● Provided text:
§

You see your dog giddy and excited, but a lot is happening inside them to enable them to act this way. Good stress deserves all the credit for increasing a dog’s overall performance, from hearing even the faintest sounds to detecting even the slightest movements.
If you’ve ever tried scaring anyone or were a victim of such a prank, then you probably know what reaction everyone waits for – Eyes wide, jaw drop, or maybe even a few screams.
Dogs are no different.
The link between fear and pupil dilation can be explained using a theory. When a dog gets scared, their fight or flight response is activated, owing to its survival instincts.
A dog’s body helps them to tackle this situation by dilating its pupils.
Are you thinking:
But how would dilated pupils help in a fight or flight situation?
The dilated pupils allow more light in the eye, so your dog’s brain will process visual information better and allow your dog to determine what their next step should be.
A fight or flight situation is where the automatic dilation of a dog’s eyes is its most valuable possession.
According to Scientific American, “Stimulation of the autonomic nervous system’s sympathetic branch, known for triggering “fight or flight” responses when the body is under stress, induces pupil dilation. Whereas stimulation of the parasympathetic system, known for “rest and digest” functions, causes constriction.”
This also explains the first point in the article about how a dog’s pupils dilate not only when the dog’s scared but also when they’re excited.
3. Changes in brightness
Like us, dogs’ pupils dilate with a change in light. You might notice your dog’s pupils dilate in the dark or less light. This is because, in the dark, the eyes try to absorb more light by expanding the pupils.
The bigger the pupil, the more room for light for the eyes.
Similarly, when your dog is in a bright place, like when you take him for a morning run, you might notice his pupils getting smaller. Sometimes you might only find a teeny tiny black dot in his eyes. This is because the eyes are already getting too much light, so the eyes block extra light by contracting the pupils.
If you’ve ever taken your dog for a checkup, you must’ve noticed the vet checking the dog’s eyes by shining a torch in their eyes. It might look like a stupid way of checking, but as they say, ‘trust your doctor’ because they know what they’re doing.
The vet is actually checking whether your dog’s pupils constrict with light. This determines if your doggy has a healthy “pupillary response.”

§

● Information given:
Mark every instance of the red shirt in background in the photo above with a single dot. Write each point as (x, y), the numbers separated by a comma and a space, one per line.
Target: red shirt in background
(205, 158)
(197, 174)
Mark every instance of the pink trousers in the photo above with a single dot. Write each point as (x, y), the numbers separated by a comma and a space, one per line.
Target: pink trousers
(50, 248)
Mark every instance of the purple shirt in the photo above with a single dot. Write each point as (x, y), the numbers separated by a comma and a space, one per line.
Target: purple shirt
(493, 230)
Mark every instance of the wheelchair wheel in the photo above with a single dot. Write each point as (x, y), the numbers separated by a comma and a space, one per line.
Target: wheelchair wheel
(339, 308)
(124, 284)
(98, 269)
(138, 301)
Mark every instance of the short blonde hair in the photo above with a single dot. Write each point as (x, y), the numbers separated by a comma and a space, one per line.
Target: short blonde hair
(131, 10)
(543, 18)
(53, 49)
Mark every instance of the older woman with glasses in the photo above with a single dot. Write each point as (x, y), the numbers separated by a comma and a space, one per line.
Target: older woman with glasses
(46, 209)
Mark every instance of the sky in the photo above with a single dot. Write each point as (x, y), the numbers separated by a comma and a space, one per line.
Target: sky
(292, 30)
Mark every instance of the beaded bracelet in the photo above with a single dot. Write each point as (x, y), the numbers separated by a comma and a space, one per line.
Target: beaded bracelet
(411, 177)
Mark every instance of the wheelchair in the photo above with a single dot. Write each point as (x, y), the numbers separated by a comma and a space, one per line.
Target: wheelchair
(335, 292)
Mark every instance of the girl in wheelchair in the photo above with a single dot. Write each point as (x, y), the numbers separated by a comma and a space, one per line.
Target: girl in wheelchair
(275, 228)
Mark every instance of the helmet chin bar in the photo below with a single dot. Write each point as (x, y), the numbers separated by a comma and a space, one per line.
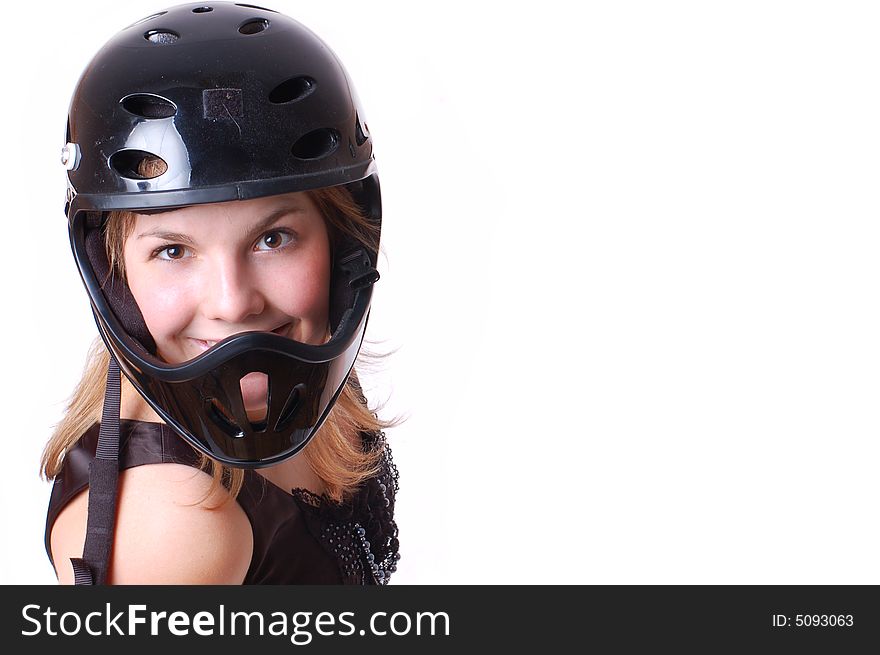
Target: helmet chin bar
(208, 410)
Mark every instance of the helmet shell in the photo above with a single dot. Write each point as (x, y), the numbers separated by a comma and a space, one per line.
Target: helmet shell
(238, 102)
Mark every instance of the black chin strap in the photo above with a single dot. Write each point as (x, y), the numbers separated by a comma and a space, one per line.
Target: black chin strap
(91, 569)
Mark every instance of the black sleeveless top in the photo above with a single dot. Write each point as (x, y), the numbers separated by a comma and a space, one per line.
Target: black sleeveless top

§

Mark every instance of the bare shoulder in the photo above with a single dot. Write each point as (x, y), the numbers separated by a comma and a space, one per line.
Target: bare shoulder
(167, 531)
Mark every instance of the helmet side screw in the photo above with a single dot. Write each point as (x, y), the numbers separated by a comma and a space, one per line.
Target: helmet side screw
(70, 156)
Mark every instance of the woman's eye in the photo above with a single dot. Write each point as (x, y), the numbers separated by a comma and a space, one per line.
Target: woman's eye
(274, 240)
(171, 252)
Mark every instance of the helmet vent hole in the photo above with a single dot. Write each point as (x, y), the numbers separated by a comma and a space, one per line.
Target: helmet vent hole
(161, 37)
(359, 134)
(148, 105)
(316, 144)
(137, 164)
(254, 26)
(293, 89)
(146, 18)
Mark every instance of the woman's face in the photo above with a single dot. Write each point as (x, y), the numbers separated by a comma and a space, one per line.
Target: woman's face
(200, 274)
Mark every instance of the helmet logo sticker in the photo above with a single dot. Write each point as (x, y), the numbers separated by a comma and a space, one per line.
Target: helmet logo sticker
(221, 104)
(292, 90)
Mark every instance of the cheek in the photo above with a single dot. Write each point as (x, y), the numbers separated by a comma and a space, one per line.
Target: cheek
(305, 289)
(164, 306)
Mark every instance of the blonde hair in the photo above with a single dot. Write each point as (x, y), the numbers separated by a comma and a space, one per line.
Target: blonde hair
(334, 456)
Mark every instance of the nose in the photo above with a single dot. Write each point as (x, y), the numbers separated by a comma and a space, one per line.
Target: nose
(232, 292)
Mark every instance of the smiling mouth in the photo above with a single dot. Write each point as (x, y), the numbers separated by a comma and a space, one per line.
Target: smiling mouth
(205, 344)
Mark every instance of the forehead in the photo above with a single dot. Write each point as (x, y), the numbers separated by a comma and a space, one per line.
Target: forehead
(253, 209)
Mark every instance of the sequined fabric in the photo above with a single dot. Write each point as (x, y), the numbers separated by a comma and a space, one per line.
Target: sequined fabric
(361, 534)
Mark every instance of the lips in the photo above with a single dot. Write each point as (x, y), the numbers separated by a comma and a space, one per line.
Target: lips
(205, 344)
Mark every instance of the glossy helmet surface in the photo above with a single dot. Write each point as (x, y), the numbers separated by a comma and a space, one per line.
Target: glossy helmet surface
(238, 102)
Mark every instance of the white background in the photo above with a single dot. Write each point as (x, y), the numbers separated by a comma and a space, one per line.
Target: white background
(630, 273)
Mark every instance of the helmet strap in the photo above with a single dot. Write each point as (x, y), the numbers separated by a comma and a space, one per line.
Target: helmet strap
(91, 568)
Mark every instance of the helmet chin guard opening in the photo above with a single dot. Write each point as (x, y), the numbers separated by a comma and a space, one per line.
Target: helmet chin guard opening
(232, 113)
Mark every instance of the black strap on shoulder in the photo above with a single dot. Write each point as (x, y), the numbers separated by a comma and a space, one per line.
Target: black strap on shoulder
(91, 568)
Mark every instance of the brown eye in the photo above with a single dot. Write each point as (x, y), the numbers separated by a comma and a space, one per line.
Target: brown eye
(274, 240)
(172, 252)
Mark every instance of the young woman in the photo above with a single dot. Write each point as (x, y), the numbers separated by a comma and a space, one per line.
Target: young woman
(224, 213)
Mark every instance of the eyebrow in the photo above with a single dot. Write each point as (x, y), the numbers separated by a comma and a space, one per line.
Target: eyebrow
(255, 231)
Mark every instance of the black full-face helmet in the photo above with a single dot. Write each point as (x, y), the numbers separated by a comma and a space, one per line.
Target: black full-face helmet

§

● Tasks for this exercise:
a – Decide whether each of these statements agrees with the text on dog pupil dilation: (i) a dog's pupils get larger in a bright place; (ii) stimulation of the parasympathetic system causes pupil constriction; (iii) a vet shines a torch in a dog's eyes to check whether the pupils constrict with light. For each, answer yes or no and quote the deciding words of the text.
b – Write the next part of the text on dog pupil dilation, picking up after its last sentence.

● List of answers:
a –
(i) No: "when your dog is in a bright place, like when you take him for a morning run, you might notice his pupils getting smaller."
(ii) Yes: "stimulation of the parasympathetic system, known for “rest and digest” functions, causes constriction."
(iii) Yes: "The vet is actually checking whether your dog’s pupils constrict with light."

b –
4. Medical Reasons
Ever heard the saying, “The eyes are the mirrors of the soul?”
Well, it’s true because just by seeing the pupil size in a dog’s eye, we can determine whether something is wrong with the dog’s health.
We will mention some health conditions that might be the underlying reasons for the changes in a dog’s pupil size. Of course, we advise you to base only some of your assumptions on this article and go to a professional vet for a proper diagnosis.
This is a disease where the pressure inside a dog’s eye is increased and therefore causes the pupil to dilate. So, if you see this sign, remember to get your dog’s eye pressure checked.
Pupil dilation often is a sign of a tumor related to a dog’s brain, retina, or optic nerve.
3. Iris atrophy
If you own an elderly dog, pupil dilation could result from a condition where a muscle responsible for constructing the pupil fails to work. The pupil may look out of place or distorted.
If enlarged pupils remain the same and the size doesn’t go back to normal, the dog might be at risk of blindness.
5 Interesting Facts About Your Dog’s Eyes
- Doctors use the abbreviation “PERRLA” to identify healthy pupils. It means “Pupils, Equal, Round, Reactive to Light and Accommodate.”
- Dogs are dichromats. That means they only see the world in red and green colors.
- Dogs see better in the dark because of their history of being crepuscular hunters.
- The blue eyes of Huskies are just an optical illusion. There’s no blue pigment in their eyes, just light entering and exiting so that the eyes look blue.
- Research shows that dogs dedicate their left eyebrow movement to their owners. Their left eyebrow moves a little when they see their owners.